*PROVIDED DATA:*

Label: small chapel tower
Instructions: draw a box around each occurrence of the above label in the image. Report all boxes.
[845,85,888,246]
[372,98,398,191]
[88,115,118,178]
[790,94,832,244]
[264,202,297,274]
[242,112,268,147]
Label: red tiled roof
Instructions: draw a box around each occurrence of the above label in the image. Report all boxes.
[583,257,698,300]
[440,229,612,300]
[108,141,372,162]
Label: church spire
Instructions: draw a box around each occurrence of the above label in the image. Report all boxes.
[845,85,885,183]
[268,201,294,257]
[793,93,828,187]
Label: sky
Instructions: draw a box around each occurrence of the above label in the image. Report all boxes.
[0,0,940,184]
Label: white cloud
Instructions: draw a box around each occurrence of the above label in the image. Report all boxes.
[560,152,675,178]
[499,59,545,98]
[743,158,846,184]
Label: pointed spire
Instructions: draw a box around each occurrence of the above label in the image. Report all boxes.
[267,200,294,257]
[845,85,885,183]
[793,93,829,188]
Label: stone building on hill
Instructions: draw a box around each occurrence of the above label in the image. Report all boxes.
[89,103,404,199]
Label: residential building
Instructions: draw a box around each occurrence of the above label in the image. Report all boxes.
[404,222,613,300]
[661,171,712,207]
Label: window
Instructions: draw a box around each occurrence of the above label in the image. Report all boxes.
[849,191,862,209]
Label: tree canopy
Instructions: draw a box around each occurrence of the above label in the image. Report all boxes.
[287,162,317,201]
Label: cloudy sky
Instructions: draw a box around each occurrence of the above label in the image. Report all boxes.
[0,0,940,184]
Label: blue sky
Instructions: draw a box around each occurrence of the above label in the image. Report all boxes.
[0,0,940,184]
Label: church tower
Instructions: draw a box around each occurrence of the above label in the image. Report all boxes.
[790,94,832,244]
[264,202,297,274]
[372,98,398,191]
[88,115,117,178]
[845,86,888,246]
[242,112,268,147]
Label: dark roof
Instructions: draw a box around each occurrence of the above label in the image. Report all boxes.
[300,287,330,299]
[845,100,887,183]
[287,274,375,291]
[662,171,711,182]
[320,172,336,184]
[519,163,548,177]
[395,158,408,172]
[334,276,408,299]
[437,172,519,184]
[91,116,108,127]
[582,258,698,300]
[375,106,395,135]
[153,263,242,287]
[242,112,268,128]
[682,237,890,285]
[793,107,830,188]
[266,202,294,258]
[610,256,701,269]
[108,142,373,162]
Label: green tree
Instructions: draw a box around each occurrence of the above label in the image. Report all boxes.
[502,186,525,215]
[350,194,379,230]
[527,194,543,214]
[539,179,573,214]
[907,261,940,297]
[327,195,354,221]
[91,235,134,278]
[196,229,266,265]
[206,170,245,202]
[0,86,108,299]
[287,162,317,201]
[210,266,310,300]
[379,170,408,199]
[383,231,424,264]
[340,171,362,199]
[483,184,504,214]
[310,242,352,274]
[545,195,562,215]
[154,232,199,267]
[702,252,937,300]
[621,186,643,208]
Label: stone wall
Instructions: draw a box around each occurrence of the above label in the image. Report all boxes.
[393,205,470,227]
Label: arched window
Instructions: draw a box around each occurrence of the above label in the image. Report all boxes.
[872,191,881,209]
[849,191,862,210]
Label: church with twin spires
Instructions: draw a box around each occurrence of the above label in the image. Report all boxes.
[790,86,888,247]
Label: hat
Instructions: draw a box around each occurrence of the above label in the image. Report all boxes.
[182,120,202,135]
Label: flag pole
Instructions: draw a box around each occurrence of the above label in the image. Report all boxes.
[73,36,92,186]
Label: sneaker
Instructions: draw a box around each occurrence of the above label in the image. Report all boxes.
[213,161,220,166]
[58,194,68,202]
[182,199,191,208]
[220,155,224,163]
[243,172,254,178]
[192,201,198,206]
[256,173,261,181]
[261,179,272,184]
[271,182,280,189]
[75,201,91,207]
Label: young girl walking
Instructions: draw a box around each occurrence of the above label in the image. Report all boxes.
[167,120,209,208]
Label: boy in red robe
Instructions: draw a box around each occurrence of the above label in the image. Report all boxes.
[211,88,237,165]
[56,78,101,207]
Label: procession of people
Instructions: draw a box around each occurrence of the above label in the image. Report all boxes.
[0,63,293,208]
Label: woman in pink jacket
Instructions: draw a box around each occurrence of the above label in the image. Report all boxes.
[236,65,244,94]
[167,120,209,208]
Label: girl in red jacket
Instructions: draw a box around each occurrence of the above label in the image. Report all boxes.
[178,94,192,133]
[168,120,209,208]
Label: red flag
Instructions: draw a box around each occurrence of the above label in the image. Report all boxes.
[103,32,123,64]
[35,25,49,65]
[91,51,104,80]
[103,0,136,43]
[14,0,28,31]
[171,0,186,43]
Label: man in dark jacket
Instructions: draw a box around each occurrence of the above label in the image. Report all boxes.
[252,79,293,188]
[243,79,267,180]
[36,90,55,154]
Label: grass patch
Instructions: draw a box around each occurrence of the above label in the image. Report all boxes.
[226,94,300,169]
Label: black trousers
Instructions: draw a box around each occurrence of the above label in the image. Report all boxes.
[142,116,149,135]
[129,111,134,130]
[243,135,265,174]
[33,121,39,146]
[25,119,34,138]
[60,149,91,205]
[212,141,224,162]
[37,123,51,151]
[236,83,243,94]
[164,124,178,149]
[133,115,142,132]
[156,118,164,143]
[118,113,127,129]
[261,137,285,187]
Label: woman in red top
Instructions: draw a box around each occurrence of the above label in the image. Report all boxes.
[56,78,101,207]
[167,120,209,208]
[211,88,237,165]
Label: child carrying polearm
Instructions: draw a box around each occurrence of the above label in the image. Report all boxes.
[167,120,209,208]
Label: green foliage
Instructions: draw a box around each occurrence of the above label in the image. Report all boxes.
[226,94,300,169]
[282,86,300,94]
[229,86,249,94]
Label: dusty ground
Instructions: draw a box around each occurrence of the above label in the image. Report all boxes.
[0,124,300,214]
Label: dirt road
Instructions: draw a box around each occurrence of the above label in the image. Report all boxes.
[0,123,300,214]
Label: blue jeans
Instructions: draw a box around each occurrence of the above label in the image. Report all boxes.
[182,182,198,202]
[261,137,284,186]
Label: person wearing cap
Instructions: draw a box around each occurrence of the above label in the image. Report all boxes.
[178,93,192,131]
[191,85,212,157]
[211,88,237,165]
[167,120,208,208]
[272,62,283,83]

*EXERCISE AIM:*
Reproduce every one of the rows above word for word, with no changes.

*SOLVED EXERCISE:*
Label: small chapel tower
Instructions: draw a box around each occurrence of the above label in the image. Report all boxes.
[845,85,888,246]
[372,98,398,191]
[88,115,118,178]
[790,94,832,244]
[264,202,297,274]
[242,112,268,147]
Label: red tiled roof
Instructions: draw a box around each occurrence of the above label in the image. Report all boxes.
[583,257,698,300]
[440,229,612,300]
[108,141,372,162]
Label: church spire
Instructions: draw a box around each occurrence of the above label in the image. Report all boxes.
[845,85,885,183]
[268,201,294,257]
[793,93,828,187]
Label: sky
Instructions: draw a box around each occurrence of the above label in the image. Report all boxes.
[0,0,940,184]
Label: white cloud
Instructions: draw a box around each occurrence of the above label in the image. Report all boxes.
[560,152,675,178]
[499,59,545,98]
[743,158,846,184]
Label: pointed spire
Instructions: draw a box around each occurrence of the above label in the image. Report all boxes.
[267,200,294,257]
[845,85,885,183]
[793,93,829,188]
Label: stone building on hill
Instructions: draw a box around each occurrence of the above label in the image. Report all boxes.
[89,103,404,199]
Label: residential building
Instructions: draw a box around each occurrence of the above label in the image. Report all boxes.
[404,222,613,300]
[661,171,712,207]
Label: window
Instructions: draw a box around each occurrence of the above label in the image. Report all boxes.
[849,191,862,209]
Label: tree canopy
Instructions: draw a box around each occurrence of the above label in the image. Report all boxes.
[287,162,317,201]
Label: cloudy sky
Instructions: draw a box around each occurrence of the above label in the image. Report all boxes.
[0,0,940,184]
Label: blue sky
Instructions: draw a box around each occurrence of the above label in the image. Report all boxes.
[0,0,940,184]
Label: church tower
Instructions: draw a box around each occurrence of the above label in the image. Report all boxes.
[790,94,832,244]
[264,202,297,274]
[372,98,398,191]
[88,115,117,178]
[845,86,888,246]
[242,112,268,147]
Label: dark roof
Instructions: draw a box around each occurrence of the above label in the image. Report all boxes.
[300,287,330,299]
[845,100,887,183]
[287,274,375,291]
[662,171,711,182]
[320,172,336,184]
[519,163,548,177]
[395,158,408,172]
[334,276,408,299]
[437,172,519,184]
[91,116,108,127]
[582,258,698,300]
[375,106,395,135]
[153,263,242,287]
[242,112,268,128]
[682,237,890,285]
[793,107,830,188]
[266,202,294,258]
[610,256,701,269]
[108,142,373,162]
Label: green tree
Instructions: draw a box around each occurrence of the above label in the image. Report all boxes.
[502,186,525,215]
[350,194,379,230]
[527,194,543,214]
[539,179,573,214]
[907,261,940,297]
[327,195,354,221]
[91,235,134,278]
[196,229,266,265]
[206,170,245,202]
[0,86,108,299]
[287,162,317,201]
[210,266,310,300]
[379,170,408,199]
[383,231,424,264]
[340,171,362,199]
[483,184,504,214]
[310,242,352,274]
[545,195,562,215]
[154,232,199,267]
[702,252,937,300]
[621,186,643,208]
Label: stone wall
Instructions: draw a box around each occurrence of the above label in the image. Report all boxes.
[393,205,470,227]
Label: arched window
Instructions: draw a box around each occurrence of the above label in the image. Report all boxes.
[872,191,881,209]
[849,191,862,210]
Label: church with twin spires
Instructions: draw a box around each occurrence of the above label in the image. Report all boxes.
[790,86,888,247]
Label: hat
Instructions: draw a box around each occurrence of the above label in the image. Report all boxes.
[182,120,202,135]
Label: flag pole
Instructions: draw a box around each occurrence of the above label in the image. Report all boxes.
[73,36,92,186]
Label: sneaker
Instructions: draw a box around each occurrence of the above label in the image. Report all boxes.
[213,161,220,166]
[58,194,68,202]
[182,199,191,208]
[220,155,224,163]
[243,172,254,178]
[192,201,198,206]
[256,173,261,181]
[261,179,272,184]
[271,182,280,189]
[75,201,91,207]
Label: young girl walking
Instructions: draw a box around each occurrence of the above label in the image. Report all boxes.
[167,120,209,208]
Label: boy in red robe
Instructions: draw a box around each occurrence of the above label in the image. Report all boxes.
[211,88,237,165]
[56,78,101,207]
Label: procession of people
Instructions: draw a box around each occurrence of the above label in the image. Report all boxes.
[0,63,293,208]
Label: woman in pink jacket
Instructions: draw a box around each occurrence of the above label in the image. Report all boxes.
[236,65,244,94]
[167,120,209,208]
Label: girl in red jacket
Instructions: draw a box around each occurrence of the above label in the image. Report all boxes.
[178,94,192,133]
[168,120,209,208]
Label: red flag
Instructions: draw a box around each occurrence of the above label in the image. Report all boxes.
[103,32,123,64]
[35,25,49,65]
[91,51,104,80]
[103,0,136,43]
[14,0,28,31]
[171,0,186,43]
Label: man in dark jacket
Instructions: draw a box around each occurrence of the above label in the image. Report all boxes.
[252,79,293,188]
[243,79,267,180]
[36,90,55,154]
Label: grass patch
Instructions: draw a box around each occurrence of the above label in the image. Report all boxes.
[226,94,300,169]
Label: black trousers
Instructions: draw a box around each occurrence of the above label in the image. Report all boxes.
[142,116,149,135]
[129,111,134,130]
[243,135,265,174]
[33,121,39,146]
[25,119,34,138]
[60,149,91,205]
[212,141,224,162]
[37,123,51,151]
[236,83,243,94]
[164,124,178,149]
[133,115,142,132]
[156,118,164,143]
[118,113,127,129]
[261,137,285,187]
Label: woman in red top
Instructions: draw a box around each occurrence of the above label in the image. Report all boxes.
[56,78,101,207]
[167,120,209,208]
[211,88,237,165]
Label: child carrying polearm
Instructions: draw a box around each occurrence of the above label in the image. Report all boxes.
[167,120,209,208]
Label: green foliage
Instructions: draw a box around each occurrence of the above label in the image. Report all boxes.
[226,94,300,169]
[282,86,300,94]
[229,86,249,94]
Label: dusty ground
Instructions: draw a box around each occurrence of the above label in the image. Report all boxes.
[0,124,300,214]
Label: dirt road
Instructions: draw a box around each occurrence of the above label in the image. Report all boxes.
[0,123,300,214]
Label: blue jeans
Instructions: draw a box around each occurrence of the above label in the image. Report all boxes.
[182,182,198,202]
[261,137,284,186]
Label: person wearing cap
Instructions: draw a box around each occurrence of the above label in the image. Report all boxes.
[178,93,192,131]
[191,85,212,157]
[211,88,237,165]
[167,120,208,208]
[272,62,283,83]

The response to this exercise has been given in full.